◆ Do this ◆
Format every line of the items below as a JSON list of strings, one string per line, with blank lines omitted.

Position identification records
⟨
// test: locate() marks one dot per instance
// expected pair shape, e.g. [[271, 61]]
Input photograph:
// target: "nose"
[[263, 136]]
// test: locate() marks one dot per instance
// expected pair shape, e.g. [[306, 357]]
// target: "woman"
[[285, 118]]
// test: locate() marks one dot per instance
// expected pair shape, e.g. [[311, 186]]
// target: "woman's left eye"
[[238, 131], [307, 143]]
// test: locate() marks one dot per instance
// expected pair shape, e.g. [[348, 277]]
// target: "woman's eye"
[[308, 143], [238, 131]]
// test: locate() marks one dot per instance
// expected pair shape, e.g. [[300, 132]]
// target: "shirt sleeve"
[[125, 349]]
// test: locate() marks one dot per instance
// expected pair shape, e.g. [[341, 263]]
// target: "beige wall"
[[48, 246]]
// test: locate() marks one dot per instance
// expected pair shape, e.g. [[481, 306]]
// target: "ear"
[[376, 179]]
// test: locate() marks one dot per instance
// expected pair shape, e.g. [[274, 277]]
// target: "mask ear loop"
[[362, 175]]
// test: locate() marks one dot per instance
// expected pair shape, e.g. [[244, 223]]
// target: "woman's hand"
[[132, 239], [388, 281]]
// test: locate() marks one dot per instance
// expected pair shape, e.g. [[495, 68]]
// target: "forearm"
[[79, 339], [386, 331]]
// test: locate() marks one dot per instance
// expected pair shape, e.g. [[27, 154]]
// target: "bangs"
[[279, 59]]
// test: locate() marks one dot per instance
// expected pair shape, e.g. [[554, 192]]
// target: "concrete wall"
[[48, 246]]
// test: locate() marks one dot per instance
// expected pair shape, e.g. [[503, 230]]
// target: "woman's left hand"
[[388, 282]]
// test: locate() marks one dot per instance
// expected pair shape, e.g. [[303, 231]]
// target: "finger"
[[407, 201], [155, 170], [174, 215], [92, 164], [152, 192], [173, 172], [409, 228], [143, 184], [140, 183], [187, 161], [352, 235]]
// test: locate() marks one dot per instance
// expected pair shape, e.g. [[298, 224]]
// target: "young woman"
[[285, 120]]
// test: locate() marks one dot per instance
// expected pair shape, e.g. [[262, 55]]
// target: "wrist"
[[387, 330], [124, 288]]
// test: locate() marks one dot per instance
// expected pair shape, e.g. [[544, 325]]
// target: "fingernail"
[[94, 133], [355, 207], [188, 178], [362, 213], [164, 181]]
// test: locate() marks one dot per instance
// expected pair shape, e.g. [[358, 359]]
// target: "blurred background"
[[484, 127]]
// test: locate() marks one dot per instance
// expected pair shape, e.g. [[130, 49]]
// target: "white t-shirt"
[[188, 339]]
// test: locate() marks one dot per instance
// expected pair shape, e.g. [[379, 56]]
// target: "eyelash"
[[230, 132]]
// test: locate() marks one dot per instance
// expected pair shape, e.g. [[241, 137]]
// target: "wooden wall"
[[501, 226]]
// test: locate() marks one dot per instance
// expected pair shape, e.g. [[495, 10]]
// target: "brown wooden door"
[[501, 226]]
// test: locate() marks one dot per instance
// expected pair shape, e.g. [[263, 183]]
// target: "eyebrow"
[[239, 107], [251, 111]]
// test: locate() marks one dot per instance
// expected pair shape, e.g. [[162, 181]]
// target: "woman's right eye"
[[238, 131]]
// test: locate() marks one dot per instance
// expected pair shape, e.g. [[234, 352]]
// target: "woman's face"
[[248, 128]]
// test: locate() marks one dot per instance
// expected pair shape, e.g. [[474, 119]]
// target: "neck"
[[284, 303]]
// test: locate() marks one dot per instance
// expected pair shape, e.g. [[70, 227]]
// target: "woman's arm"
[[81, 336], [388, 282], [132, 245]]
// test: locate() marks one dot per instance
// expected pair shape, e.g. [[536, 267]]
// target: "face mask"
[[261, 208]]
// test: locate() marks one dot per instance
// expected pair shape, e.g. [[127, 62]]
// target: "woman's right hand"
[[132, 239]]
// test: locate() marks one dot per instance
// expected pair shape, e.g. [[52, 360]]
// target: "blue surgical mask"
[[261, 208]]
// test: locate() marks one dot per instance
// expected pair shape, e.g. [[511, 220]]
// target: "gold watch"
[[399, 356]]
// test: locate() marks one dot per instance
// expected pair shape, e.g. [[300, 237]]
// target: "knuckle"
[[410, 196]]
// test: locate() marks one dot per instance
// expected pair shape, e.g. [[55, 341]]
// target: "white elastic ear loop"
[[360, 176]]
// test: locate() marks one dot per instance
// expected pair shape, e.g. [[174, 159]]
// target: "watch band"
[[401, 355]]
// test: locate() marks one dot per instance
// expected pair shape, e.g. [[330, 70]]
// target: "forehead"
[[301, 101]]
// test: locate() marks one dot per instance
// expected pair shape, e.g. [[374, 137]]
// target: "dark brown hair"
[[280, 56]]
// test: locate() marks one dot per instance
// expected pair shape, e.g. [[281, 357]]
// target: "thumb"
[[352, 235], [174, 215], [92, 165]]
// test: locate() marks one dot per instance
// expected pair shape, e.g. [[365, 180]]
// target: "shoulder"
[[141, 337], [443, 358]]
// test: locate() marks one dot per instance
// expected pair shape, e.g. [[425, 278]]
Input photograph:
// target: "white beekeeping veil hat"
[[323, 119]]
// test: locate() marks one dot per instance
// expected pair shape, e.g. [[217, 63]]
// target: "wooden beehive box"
⟩
◆ Full solution ◆
[
  "// test: locate() marks one dot per instance",
  "// expected pair shape, e.g. [[271, 61]]",
  "Input photograph:",
  "// target: \"nose\"",
  "[[263, 136]]",
  "// test: locate() marks one dot per instance",
  "// expected pair shape, e.g. [[306, 357]]",
  "// target: \"woman\"",
  "[[285, 118]]",
  "// test: locate() marks one dot per instance",
  "// expected pair shape, e.g. [[311, 186]]",
  "// target: \"woman's left eye\"",
  "[[238, 131], [307, 143]]",
  "// test: locate() marks one dot per instance",
  "// expected pair shape, e.g. [[348, 277]]",
  "// target: \"woman's eye\"",
  "[[308, 143], [238, 131]]",
  "// test: locate() marks one dot per instance",
  "// expected pair shape, e.g. [[300, 132]]",
  "// target: \"shirt sleeve\"",
  "[[125, 349]]",
  "// test: locate() marks one dot per instance",
  "// expected pair shape, e.g. [[341, 263]]",
  "// target: \"beige wall\"",
  "[[48, 246]]",
  "// test: locate() marks one dot per instance",
  "// expected pair shape, e.g. [[481, 306]]",
  "// target: \"ear\"",
  "[[376, 179]]",
  "// test: locate() marks one dot per instance",
  "// expected pair shape, e.g. [[274, 277]]",
  "// target: \"mask ear loop\"",
  "[[362, 175]]",
  "// test: locate() marks one dot per instance",
  "// expected pair shape, e.g. [[244, 223]]",
  "// target: \"woman's hand\"",
  "[[132, 239], [388, 281]]",
  "// test: locate() marks one dot per instance",
  "// expected pair shape, e.g. [[495, 68]]",
  "// target: \"forearm\"",
  "[[79, 339], [386, 331]]",
  "// test: locate() marks one dot per instance",
  "// expected pair shape, e.g. [[27, 154]]",
  "// target: \"bangs\"",
  "[[279, 59]]",
  "// test: locate() marks one dot per instance",
  "// expected pair shape, e.g. [[554, 192]]",
  "// target: \"concrete wall\"",
  "[[48, 246]]",
  "// test: locate() marks one dot per instance",
  "// expected pair shape, e.g. [[503, 230]]",
  "// target: \"woman's left hand\"",
  "[[388, 282]]",
  "// test: locate() marks one dot per instance",
  "// expected pair shape, e.g. [[303, 231]]",
  "// target: \"finger\"",
  "[[407, 201], [155, 170], [174, 215], [92, 164], [152, 192], [173, 172], [409, 228], [143, 184], [140, 183], [187, 161], [352, 235]]",
  "// test: locate() marks one dot per instance",
  "// expected pair shape, e.g. [[298, 224]]",
  "// target: \"young woman\"",
  "[[285, 120]]",
  "// test: locate() marks one dot per instance",
  "// expected pair shape, e.g. [[262, 55]]",
  "// target: \"wrist\"",
  "[[387, 330], [124, 288]]",
  "// test: locate() marks one dot per instance",
  "// expected pair shape, e.g. [[544, 325]]",
  "// target: \"fingernail\"",
  "[[94, 133], [355, 207], [188, 178], [362, 213], [164, 181]]",
  "// test: locate() marks one dot per instance",
  "// expected pair shape, e.g. [[358, 359]]",
  "// target: \"blurred background\"",
  "[[484, 127]]",
  "// test: locate() marks one dot per instance",
  "// expected pair shape, e.g. [[130, 49]]",
  "// target: \"white t-shirt\"",
  "[[188, 339]]",
  "// test: locate() marks one dot per instance",
  "// expected pair shape, e.g. [[379, 56]]",
  "// target: \"eyelash\"",
  "[[230, 132]]",
  "// test: locate() marks one dot per instance",
  "// expected pair shape, e.g. [[241, 137]]",
  "// target: \"wooden wall\"",
  "[[501, 226]]",
  "// test: locate() marks one dot per instance",
  "// expected pair shape, e.g. [[495, 10]]",
  "// target: \"brown wooden door\"",
  "[[501, 226]]",
  "// test: locate() marks one dot per instance",
  "// expected pair shape, e.g. [[263, 183]]",
  "// target: \"eyebrow\"",
  "[[239, 107], [251, 111]]",
  "// test: locate() marks one dot per instance",
  "// expected pair shape, e.g. [[162, 181]]",
  "// target: \"woman's right eye\"",
  "[[238, 131]]",
  "// test: locate() marks one dot per instance",
  "// expected pair shape, e.g. [[234, 352]]",
  "// target: \"woman's face\"",
  "[[248, 128]]",
  "// test: locate() marks one dot per instance",
  "// expected pair shape, e.g. [[474, 119]]",
  "// target: \"neck\"",
  "[[284, 303]]",
  "// test: locate() marks one dot per instance",
  "// expected pair shape, e.g. [[70, 227]]",
  "// target: \"woman's arm\"",
  "[[81, 336], [388, 282], [132, 245]]",
  "// test: locate() marks one dot per instance",
  "// expected pair shape, e.g. [[536, 267]]",
  "// target: \"face mask\"",
  "[[261, 208]]",
  "// test: locate() marks one dot per instance",
  "// expected pair shape, e.g. [[127, 62]]",
  "// target: \"woman's right hand\"",
  "[[132, 239]]",
  "// test: locate() marks one dot per instance",
  "// expected pair shape, e.g. [[52, 360]]",
  "// target: \"blue surgical mask\"",
  "[[261, 208]]",
  "// test: locate() marks one dot per instance",
  "// expected pair shape, e.g. [[511, 220]]",
  "// target: \"gold watch\"",
  "[[399, 356]]",
  "// test: locate() marks one dot per instance",
  "// expected pair shape, e.g. [[300, 237]]",
  "// target: \"knuckle\"",
  "[[410, 196]]",
  "// test: locate() marks one dot per instance",
  "// expected pair shape, e.g. [[55, 341]]",
  "// target: \"white elastic ear loop\"",
  "[[360, 176]]",
  "// test: locate() marks one dot per instance",
  "// expected pair shape, e.g. [[174, 159]]",
  "// target: \"watch band\"",
  "[[401, 355]]",
  "// test: locate() marks one dot per instance",
  "// expected pair shape, e.g. [[330, 70]]",
  "// target: \"forehead\"",
  "[[301, 101]]",
  "// test: locate() marks one dot per instance",
  "// expected pair shape, e.g. [[374, 137]]",
  "// target: \"dark brown hair\"",
  "[[280, 56]]",
  "// test: locate() marks one dot per instance",
  "// expected pair shape, e.g. [[281, 357]]",
  "// target: \"thumb\"",
  "[[352, 235], [174, 215], [92, 165]]",
  "// test: locate() marks one dot per instance",
  "// expected pair shape, e.g. [[365, 180]]",
  "// target: \"shoulder\"",
  "[[141, 337], [443, 358]]",
  "// test: locate() marks one dot per instance",
  "// expected pair shape, e.g. [[425, 278]]",
  "Input photograph:",
  "// target: \"white beekeeping veil hat\"",
  "[[323, 119]]",
  "// test: locate() marks one dot per instance",
  "// expected pair shape, e.g. [[217, 63]]",
  "// target: \"wooden beehive box\""
]